Supplied material
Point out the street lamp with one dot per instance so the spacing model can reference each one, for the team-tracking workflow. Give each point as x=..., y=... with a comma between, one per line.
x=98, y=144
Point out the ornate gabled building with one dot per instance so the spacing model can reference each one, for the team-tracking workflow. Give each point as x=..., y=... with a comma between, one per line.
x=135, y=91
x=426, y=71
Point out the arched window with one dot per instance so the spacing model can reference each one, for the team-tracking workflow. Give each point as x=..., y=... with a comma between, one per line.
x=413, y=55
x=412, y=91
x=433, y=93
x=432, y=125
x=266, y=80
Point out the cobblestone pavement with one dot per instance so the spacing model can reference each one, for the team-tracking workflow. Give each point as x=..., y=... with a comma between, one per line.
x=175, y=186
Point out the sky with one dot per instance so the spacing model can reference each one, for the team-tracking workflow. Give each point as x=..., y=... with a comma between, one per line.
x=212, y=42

---

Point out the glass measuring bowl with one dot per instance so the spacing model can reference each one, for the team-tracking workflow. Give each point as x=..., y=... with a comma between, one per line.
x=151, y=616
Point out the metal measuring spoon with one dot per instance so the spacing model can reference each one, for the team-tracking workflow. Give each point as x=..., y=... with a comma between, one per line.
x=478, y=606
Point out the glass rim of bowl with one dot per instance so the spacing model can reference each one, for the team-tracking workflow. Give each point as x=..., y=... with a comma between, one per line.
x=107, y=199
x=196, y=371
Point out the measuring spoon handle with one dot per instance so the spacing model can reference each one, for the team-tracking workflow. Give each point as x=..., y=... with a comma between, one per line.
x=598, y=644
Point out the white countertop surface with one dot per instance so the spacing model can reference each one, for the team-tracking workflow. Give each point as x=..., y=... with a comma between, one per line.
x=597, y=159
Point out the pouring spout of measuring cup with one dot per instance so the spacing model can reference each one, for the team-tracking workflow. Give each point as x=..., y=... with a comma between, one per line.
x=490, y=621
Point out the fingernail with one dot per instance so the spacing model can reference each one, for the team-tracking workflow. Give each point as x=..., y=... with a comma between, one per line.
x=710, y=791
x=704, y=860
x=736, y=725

Problem to solve
Pull out every line of the listing above that contains the word "spoon" and copy each one in full.

Answer to the exercise
Point out the metal measuring spoon with one dot per instance so the spacing model can reference each one, for the team-tracking workflow. Give each point as x=..., y=... with a comma between, one per line.
Point out the measuring spoon handle with one dot per instance so the spacing model can reference each one, for the team-tracking workflow. Give each point as x=..., y=... with a comma between, one per line.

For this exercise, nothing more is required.